Set exercise:
Print every one of the following rows verbatim, with nothing altered, added, or left out.

+ + + + + + +

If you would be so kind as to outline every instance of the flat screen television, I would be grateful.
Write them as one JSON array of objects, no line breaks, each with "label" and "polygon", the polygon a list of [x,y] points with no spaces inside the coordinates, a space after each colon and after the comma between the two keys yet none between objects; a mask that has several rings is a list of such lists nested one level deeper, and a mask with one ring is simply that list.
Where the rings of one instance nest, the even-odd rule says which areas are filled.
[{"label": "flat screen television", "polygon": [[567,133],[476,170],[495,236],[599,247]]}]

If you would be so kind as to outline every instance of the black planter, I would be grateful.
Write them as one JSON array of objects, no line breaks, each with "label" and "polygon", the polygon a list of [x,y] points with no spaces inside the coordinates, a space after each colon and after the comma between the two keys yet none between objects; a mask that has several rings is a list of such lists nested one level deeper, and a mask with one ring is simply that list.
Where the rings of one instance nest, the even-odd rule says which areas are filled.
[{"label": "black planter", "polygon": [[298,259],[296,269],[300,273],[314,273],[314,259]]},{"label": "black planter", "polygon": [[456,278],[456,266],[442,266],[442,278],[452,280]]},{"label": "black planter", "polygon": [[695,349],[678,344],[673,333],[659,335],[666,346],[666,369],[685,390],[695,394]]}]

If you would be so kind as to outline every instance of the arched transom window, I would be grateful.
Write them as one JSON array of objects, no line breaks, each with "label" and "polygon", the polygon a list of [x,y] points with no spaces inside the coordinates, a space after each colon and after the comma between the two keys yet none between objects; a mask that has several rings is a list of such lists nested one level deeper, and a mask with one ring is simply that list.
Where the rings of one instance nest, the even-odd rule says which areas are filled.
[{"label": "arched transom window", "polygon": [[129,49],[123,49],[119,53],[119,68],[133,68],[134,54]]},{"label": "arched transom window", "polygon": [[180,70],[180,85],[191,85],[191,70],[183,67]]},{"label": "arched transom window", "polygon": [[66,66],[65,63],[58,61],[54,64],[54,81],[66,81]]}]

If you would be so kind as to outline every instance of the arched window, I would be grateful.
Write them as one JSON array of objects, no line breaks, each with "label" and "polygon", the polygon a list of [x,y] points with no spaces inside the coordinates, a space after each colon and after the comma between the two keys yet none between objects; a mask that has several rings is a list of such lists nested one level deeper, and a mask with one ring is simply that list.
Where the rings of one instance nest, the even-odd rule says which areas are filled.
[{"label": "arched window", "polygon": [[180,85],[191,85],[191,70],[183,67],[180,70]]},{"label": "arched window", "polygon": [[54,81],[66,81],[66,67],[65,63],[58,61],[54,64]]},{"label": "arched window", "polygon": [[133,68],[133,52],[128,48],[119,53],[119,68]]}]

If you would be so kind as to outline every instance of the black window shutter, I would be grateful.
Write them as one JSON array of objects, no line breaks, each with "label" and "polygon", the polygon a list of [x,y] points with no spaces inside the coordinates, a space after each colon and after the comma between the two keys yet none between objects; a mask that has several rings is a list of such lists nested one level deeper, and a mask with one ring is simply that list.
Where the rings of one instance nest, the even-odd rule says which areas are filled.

+ + + + + + +

Task result:
If you would be so kind as to outline every instance of the flat screen television, I would be grateful.
Write them as one JSON array of objects, no line breaks, each with "label" and "polygon", the polygon a list of [x,y] points with no spaces inside the coordinates, a space after each colon and after the comma between the two keys yet none between objects; a mask that has several rings is a list of such lists nested one level deeper, and a mask with one ring is simply that list.
Where the rings of one instance nest, the even-odd rule says which areas are filled.
[{"label": "flat screen television", "polygon": [[567,133],[476,170],[495,236],[599,247]]}]

If you would be so kind as to outline every instance of the black planter, I would be grateful.
Write them as one JSON array of objects, no line breaks, each with "label" and "polygon", the polygon a list of [x,y] points with no spaces inside the coordinates, a space after each colon and after the comma between the two keys yet none between objects; a mask that has several rings is a list of such lists nested one level deeper, and a mask with one ring is simply that list.
Where the rings of one instance nest, the even-odd rule says which areas are filled.
[{"label": "black planter", "polygon": [[298,259],[296,269],[300,273],[314,273],[314,259]]},{"label": "black planter", "polygon": [[456,278],[456,266],[442,266],[442,278],[452,280]]},{"label": "black planter", "polygon": [[695,349],[678,344],[673,333],[659,335],[666,346],[666,369],[685,390],[695,394]]}]

If you would be so kind as to outline every instance of the arched transom window, I would be grateful.
Write them as one JSON array of objects, no line breaks, each with "label" and "polygon", the polygon a list of [x,y] points with no spaces inside the coordinates, a space after each colon and after the comma between the two keys yet none between objects; a mask that has several rings is a list of such lists nested one level deeper, and a mask with one ring is simply that list.
Where the rings of one instance nest, the even-odd rule says which areas are filled.
[{"label": "arched transom window", "polygon": [[129,49],[123,49],[119,53],[119,68],[133,68],[134,54]]},{"label": "arched transom window", "polygon": [[180,70],[180,85],[191,85],[191,70],[183,67]]},{"label": "arched transom window", "polygon": [[66,66],[65,63],[58,61],[54,64],[54,81],[66,81]]}]

If you would be so kind as to outline every instance of the arched window, I would be grateful.
Write them as one JSON array of objects, no line breaks, each with "label" and "polygon", the polygon a list of [x,y] points with no spaces inside the coordinates, a space after each colon and after the comma between the two keys yet none between objects; a mask that has several rings is a list of such lists nested one level deeper, and a mask with one ring is simply that list.
Where the rings of one instance nest, the even-odd rule says which areas are filled.
[{"label": "arched window", "polygon": [[180,85],[191,85],[191,70],[183,67],[180,70]]},{"label": "arched window", "polygon": [[54,81],[66,81],[66,67],[65,63],[58,61],[54,64]]},{"label": "arched window", "polygon": [[133,68],[133,52],[128,48],[119,53],[119,68]]}]

If you would be so kind as to outline every instance of the black window shutter, I would be grateful.
Write them as one JSON array of objects, no line breaks, each with "label" and "polygon", the polygon a list of [x,y] points with no spaces inside the coordinates, a space after each colon and after the comma between the two keys yet none between objects; a mask that has several rings is a list of such lists nested one level deeper, and a mask with one ring is simply that list.
Where the rings of one instance nest, the even-odd rule says which areas are filled.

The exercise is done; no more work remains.